Supplied text:
════════

Safiya Umoja Noble, Ph.D. spoke to students at the University of New Mexico Tuesday about the causes and impact of racial and gender biases found in algorithms that search engines use.

Noble is an assistant professor in the Annenberg School of Communication at the University of Southern California and the author of the book, “Algorithms of Oppression.”

Noble’s lecture covered many topics including racial stereotypes and biases found in search engine algorithms, corporate and political interests being pushed through the manipulation of search results, amplification of hate on different digital platforms and the rise of far-right-wing radicalization due to the anonymity of the internet as well as inaccurate information found on numerous websites.

She said algorithms that control the search results people see first are created with coding written by people with their own ideologies and belief systems, which can push a narrative that negatively portrays marginalized groups.

“There are many types of algorithms and artificial intelligence that our legal, social and political systems have not caught up with, that are exacerbating discrimination inequality and oppression, and that’s what I was interested in trying to make sense of in the book,” Noble said.

════════

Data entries

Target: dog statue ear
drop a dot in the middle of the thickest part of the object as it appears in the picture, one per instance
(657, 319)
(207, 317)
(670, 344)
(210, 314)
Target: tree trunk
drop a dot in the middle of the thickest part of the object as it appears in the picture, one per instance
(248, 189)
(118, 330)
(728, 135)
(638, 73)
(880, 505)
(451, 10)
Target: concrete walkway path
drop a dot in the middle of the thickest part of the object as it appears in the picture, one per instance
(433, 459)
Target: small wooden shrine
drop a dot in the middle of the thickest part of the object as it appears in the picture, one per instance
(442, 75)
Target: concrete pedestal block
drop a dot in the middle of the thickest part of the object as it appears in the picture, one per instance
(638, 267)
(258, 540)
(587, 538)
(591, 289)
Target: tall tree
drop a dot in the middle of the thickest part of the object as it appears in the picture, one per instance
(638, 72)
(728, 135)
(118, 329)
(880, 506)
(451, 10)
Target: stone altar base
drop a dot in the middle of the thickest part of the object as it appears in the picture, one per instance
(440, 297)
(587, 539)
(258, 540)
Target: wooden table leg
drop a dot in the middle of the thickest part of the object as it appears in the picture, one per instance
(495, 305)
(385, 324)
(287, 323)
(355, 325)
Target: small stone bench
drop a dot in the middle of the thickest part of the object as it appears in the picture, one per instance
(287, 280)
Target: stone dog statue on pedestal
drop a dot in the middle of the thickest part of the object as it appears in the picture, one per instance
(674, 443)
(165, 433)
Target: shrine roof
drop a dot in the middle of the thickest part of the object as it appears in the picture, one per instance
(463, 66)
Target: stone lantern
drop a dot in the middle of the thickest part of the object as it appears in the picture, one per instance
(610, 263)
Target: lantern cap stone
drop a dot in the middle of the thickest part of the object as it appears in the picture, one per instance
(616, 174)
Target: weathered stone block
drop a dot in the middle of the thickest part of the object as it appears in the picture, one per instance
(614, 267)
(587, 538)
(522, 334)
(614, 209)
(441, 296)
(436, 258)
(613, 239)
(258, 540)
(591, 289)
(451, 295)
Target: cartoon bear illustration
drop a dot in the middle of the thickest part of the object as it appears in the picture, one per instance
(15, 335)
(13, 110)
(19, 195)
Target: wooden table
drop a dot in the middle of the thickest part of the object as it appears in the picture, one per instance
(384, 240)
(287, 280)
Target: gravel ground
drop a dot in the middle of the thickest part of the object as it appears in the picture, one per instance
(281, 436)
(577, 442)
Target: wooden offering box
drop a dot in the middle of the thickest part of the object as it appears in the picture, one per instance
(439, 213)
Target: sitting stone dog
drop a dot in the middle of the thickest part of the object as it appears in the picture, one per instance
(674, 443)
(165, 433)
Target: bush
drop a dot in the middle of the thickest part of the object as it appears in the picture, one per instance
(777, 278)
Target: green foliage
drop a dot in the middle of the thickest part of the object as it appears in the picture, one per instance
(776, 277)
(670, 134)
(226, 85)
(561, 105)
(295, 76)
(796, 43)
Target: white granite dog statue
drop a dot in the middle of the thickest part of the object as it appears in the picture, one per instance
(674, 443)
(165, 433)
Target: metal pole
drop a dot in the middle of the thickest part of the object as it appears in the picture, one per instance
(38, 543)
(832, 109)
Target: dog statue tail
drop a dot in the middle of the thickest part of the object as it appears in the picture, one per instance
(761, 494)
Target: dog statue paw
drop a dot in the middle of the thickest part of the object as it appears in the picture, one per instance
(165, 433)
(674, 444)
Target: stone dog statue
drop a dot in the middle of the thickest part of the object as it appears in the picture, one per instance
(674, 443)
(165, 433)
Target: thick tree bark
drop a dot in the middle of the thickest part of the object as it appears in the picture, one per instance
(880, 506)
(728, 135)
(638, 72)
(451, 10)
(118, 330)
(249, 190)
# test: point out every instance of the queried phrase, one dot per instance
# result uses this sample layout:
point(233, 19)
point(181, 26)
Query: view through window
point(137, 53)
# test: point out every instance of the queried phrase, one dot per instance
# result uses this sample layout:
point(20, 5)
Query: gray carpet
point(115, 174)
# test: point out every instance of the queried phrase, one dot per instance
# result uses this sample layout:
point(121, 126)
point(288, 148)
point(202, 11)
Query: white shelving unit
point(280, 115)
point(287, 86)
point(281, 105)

════════

Exercises:
**a)** According to the article on Safiya Umoja Noble's lecture, at which school and university is Noble an assistant professor?
**b)** Pick up the article on Safiya Umoja Noble's lecture about search engine bias where it stops, and carry it forward.

Responses in order:
**a)** The Annenberg School of Communication at the University of Southern California.

**b)**
In 2009, Noble searched the words “black girls” on Google, and the first results that popped up were surprising, she said.

The entire first page of search results were virtually all pornagraphic and hypersexualized sites, Noble said. This helped reinforce her theory that the algorithms in charge of search results can negatively portray minorities and women.

“I was inspired by the young women involved in my life who I felt had incredibly bright futures and whose community level representations, like being black girls for example, were so misrepresented,” Noble said. “I was thinking about them, and they became a huge part of the inspiration for writing the book.”

Another example Noble gave during her lecture were the Google search results of “professional hairstyles for work” versus “unprofessional hairstyles for work.”

In 2016, she said a tweet went viral showing that the results for “professional hairstyles” were mostly white women, meanwhile the results for “unprofessional hairstyles” were overwhelmingly African-American women.

Noble also said the algorithm used for Google search results can be shaped by people who have an incredible amount of technical skill and can optimize hate speech and racist posts to go to the top of the search results.

An example she gave was during the Obama administration, one of the very first photos that would pop up when “Michelle Obama” was Googled was an image of her photoshopped with a monkey. She said the White House had to contact Google to take the photo down in order for it to be removed from the top search results.

Noble said a survey done by the Pew Research Center on search engine users in 2012 indicated that 73 percent of Americans believe information they find on a search engine is accurate and trustworthy.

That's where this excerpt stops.